[Data entries]
▽

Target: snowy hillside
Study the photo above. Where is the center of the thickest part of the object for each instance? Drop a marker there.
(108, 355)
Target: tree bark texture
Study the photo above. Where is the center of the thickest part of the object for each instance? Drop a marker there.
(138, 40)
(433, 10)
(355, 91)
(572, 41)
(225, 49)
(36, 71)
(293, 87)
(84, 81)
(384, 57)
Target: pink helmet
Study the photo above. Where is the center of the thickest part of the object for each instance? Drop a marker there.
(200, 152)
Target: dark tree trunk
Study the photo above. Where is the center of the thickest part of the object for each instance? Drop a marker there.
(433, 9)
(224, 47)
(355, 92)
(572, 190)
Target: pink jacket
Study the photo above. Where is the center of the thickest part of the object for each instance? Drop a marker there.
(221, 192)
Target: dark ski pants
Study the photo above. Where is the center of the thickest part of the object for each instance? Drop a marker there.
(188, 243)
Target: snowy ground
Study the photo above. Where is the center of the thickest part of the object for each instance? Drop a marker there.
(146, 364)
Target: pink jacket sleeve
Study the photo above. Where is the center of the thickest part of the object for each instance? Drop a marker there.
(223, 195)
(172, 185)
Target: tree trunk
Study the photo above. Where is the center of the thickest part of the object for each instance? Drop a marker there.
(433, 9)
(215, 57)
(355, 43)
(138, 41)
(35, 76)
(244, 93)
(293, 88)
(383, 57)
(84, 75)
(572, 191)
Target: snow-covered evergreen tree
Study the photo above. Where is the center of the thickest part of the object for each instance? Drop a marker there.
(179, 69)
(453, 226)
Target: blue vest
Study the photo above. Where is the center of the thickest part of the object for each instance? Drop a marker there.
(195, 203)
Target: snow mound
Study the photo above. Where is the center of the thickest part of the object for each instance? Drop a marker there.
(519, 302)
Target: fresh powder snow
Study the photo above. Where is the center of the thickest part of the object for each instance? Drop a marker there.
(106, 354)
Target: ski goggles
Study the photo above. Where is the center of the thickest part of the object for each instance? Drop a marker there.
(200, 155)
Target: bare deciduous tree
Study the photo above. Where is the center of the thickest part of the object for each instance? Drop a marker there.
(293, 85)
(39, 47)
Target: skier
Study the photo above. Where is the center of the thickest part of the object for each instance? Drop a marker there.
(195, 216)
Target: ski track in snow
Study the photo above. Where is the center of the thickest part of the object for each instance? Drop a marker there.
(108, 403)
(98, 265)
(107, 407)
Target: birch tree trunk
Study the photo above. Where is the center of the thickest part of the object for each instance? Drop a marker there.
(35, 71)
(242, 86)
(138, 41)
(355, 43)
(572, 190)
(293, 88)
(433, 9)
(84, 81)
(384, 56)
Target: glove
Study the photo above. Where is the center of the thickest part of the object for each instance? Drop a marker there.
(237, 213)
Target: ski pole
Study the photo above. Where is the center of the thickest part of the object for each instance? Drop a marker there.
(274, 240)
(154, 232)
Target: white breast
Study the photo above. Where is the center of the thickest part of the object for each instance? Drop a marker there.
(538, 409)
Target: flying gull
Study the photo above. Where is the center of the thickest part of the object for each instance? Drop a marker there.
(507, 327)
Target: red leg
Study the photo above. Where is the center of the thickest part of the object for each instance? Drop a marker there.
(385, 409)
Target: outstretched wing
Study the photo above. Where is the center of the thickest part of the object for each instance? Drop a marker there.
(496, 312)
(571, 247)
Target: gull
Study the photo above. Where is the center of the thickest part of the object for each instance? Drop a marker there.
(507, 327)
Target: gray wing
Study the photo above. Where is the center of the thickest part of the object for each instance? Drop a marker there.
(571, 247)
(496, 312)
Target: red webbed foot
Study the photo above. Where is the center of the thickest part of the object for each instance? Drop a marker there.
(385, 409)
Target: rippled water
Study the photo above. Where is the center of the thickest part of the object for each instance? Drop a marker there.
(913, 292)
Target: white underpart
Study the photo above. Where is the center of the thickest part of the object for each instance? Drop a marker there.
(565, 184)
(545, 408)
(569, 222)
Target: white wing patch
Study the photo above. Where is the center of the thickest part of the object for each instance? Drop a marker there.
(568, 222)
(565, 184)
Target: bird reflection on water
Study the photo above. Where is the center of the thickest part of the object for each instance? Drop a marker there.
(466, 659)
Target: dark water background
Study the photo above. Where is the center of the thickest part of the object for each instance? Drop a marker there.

△

● Objective: Reproduce the material above, swapping every "Drop a marker there" for "Place a pin there" and leaving everything else unchanged.

● Written reply:
Target: snowy hillside
Study the photo above. Where is the center of the thickest part of the object for each instance? Place a pin there.
(108, 355)
Target: tree bark texture
Study the photo above. Where is the center of the thickest part of the object for each instance? Place a pin there.
(138, 40)
(433, 10)
(355, 91)
(572, 41)
(225, 49)
(36, 71)
(293, 87)
(84, 81)
(384, 57)
Target: pink helmet
Study the photo above. Where is the center of the thickest part of the object for each instance? Place a pin there.
(200, 152)
Target: dark tree trunk
Study the photo above. Where is the center of the thickest part of the object for each instance? Place a pin there.
(433, 9)
(224, 47)
(355, 92)
(572, 190)
Target: pink jacket
Study the photo above. Where is the center of the thickest part of the object for each instance? Place a pin there.
(221, 192)
Target: dark ski pants
Study the photo above. Where is the center of the thickest part of the object for each instance? Place a pin there.
(188, 243)
Target: snowy ground
Study the photo above. Where is the center of the thickest part of the object for each instance? Place a pin there.
(146, 364)
Target: pink jacket sleeve
Study the photo above. Where is the center of the thickest part of the object for each instance? Place a pin there.
(223, 195)
(172, 185)
Target: tree trunk
Study the photo above. Where is the center of the thickest part of the object for each instance? Place a pin there.
(433, 9)
(215, 57)
(355, 43)
(138, 41)
(35, 76)
(244, 93)
(293, 88)
(383, 57)
(84, 75)
(572, 191)
Target: snow-covered evergreen tree
Study the photo above. Where is the center of the thickest part of the object for each instance? Place a pin there.
(179, 69)
(453, 226)
Target: blue vest
Study the photo above. Where is the center of the thickest part of the object for each instance? Place a pin there.
(195, 203)
Target: snow mound
Study the photo above. Where is the center of the thickest part of the object for each instance? Place a pin there.
(519, 302)
Target: fresh powder snow
Study the photo above. Where is the center of the thickest part of the object for each instance? Place a pin there.
(106, 354)
Target: ski goggles
Study the photo above. Where is the center of the thickest part of the object for each instance? Place a pin there.
(200, 155)
Target: bare deciduous tree
Study the photo above. Where is the center of the thickest part of the object for each instance? Place a pin there.
(293, 85)
(39, 47)
Target: skier
Study the photo above. Where is the center of the thickest part of the object for each instance? Place a pin there.
(195, 216)
Target: ski track in snow
Study the photo above. Where is the center of the thickest part of the object for each instance? Place a pin there.
(108, 403)
(98, 265)
(107, 407)
Target: birch tree trunk
Study the photo above. Where is the center of the thickest part of the object for each instance? Place a pin there.
(35, 71)
(242, 86)
(138, 41)
(355, 43)
(572, 190)
(293, 88)
(433, 9)
(84, 81)
(384, 56)
Target: glove
Study the photo above. Where is the center of the thickest part of the object for each instance? Place a pin there.
(237, 213)
Target: ski pole
Study the photo above. Where is the center of the thickest part of the object for each instance? Place a pin there.
(274, 240)
(154, 232)
Target: white breast
Study the photo above. Where is the center of the thickest part of the object for each instance? Place a pin there.
(538, 409)
Target: flying gull
Study the photo above. Where is the center of the thickest part of the object for each instance? Place a pin there.
(507, 327)
Target: red leg
Study the photo above. Where is the center of the thickest part of the object for each instance? Place a pin there.
(385, 409)
Target: outstretched wing
Study the photo above. Where is the center of the thickest part of the object for each instance? Place a pin there.
(496, 312)
(571, 247)
Target: gull
Study the photo above. Where is the center of the thickest part of the object for each instance? Place a pin there.
(507, 327)
Target: gray wing
Study the photo above. Where is the center of the thickest part of the object for each instance? Place a pin there.
(571, 247)
(496, 312)
Target: red webbed foot
Study the photo above. Where is the center of the thickest part of the object for each instance? Place a pin there.
(385, 409)
Target: rippled water
Study the photo above. Where is the center of the thickest part of the object for each instance? Place a pin there.
(913, 292)
Target: white underpart
Study the photo above. Where is the center of the thickest part of the object for each instance? Place a pin there.
(565, 184)
(545, 408)
(569, 222)
Target: white wing patch
Study the photo above. Where is the center of the thickest part of the object for each instance? Place a pin there.
(568, 222)
(565, 184)
Target: bird reflection on water
Study the photo above. Where is the center of the thickest part of the object for each instance? Place a pin there.
(466, 659)
Target: dark water background
Study the photo above. Where is the center of the thickest part of the object for each instance? Place a pin there.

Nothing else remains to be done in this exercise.